Short task: Write out, word for word, the stretch of entries below from the line containing "Where can the background" through the line containing "Target: tree trunk", including both of those lines.

------ Input ------

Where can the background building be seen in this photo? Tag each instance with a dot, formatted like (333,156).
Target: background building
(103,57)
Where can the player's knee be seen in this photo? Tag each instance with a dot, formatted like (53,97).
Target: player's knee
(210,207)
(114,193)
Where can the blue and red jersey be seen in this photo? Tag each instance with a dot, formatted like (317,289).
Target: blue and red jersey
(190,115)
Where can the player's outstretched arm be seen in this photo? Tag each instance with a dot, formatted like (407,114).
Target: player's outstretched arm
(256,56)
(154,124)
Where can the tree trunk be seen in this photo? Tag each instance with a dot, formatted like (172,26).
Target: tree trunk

------
------ Input ------

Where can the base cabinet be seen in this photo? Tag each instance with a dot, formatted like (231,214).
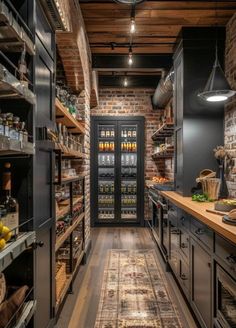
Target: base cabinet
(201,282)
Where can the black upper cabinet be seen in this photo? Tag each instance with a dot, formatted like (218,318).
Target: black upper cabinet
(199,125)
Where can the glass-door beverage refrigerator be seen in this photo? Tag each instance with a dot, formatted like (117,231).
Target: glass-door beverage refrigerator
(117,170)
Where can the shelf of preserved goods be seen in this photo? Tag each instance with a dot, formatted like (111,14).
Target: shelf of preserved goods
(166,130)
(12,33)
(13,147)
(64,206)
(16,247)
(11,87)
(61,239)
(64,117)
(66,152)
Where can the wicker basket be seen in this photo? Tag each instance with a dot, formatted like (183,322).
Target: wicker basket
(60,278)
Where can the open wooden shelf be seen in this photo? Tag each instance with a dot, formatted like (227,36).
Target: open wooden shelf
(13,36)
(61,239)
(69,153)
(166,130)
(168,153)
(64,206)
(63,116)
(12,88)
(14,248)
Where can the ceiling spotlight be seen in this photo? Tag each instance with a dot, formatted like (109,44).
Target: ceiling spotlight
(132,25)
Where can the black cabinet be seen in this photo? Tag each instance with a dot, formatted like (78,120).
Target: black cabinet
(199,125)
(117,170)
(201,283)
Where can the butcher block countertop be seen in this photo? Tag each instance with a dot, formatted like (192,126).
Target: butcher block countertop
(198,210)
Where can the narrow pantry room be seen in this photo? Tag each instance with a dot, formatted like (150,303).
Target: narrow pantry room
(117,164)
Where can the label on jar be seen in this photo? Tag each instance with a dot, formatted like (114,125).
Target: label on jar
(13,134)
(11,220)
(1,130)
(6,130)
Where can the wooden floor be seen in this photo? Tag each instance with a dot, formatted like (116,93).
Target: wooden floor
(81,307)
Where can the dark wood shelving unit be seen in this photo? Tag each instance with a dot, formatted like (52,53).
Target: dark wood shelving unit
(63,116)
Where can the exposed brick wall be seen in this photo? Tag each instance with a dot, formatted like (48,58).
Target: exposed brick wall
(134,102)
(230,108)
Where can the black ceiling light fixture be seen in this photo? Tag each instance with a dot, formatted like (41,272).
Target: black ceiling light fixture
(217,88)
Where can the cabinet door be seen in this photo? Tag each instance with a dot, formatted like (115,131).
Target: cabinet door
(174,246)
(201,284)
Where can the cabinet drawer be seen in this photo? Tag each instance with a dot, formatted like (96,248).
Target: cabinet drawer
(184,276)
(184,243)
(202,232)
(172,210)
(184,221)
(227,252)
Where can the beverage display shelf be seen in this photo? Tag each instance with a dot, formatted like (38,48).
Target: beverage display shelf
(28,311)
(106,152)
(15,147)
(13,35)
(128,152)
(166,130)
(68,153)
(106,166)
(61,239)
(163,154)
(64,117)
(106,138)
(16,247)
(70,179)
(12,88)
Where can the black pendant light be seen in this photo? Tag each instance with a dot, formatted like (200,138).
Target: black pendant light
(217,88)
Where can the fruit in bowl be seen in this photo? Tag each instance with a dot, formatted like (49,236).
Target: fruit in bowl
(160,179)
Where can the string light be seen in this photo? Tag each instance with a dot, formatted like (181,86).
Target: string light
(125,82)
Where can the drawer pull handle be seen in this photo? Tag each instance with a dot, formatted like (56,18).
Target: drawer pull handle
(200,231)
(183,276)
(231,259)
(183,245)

------
------ Input ------

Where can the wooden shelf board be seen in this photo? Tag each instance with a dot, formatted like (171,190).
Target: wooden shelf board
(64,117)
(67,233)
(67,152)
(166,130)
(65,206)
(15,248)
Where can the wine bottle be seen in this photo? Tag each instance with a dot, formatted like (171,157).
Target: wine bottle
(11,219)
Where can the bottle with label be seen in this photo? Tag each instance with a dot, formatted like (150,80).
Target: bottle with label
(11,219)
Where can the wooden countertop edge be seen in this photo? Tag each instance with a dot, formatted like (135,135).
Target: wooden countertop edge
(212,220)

------

Exercise output:
Where can the background building be seen in this photo? Tag each instance with a dot, formatted like (333,156).
Target: background building
(103,57)
Where can the player's knee be seen in this photo? Tag each instance with a dot, formatted like (53,97).
Target: player's knee
(210,207)
(114,193)
Where can the blue and red jersey be seen in this photo? Tag each instance with a dot, formatted like (317,289).
Target: blue and red jersey
(190,115)
Where can the player's outstretched arm be seen in this photo? Tag each instance with a dot, formatted like (407,114).
Target: player's outstretched arm
(256,56)
(154,124)
Where can the tree trunk be seen in this photo? Tag each instance with a dot, formatted like (172,26).
Target: tree trunk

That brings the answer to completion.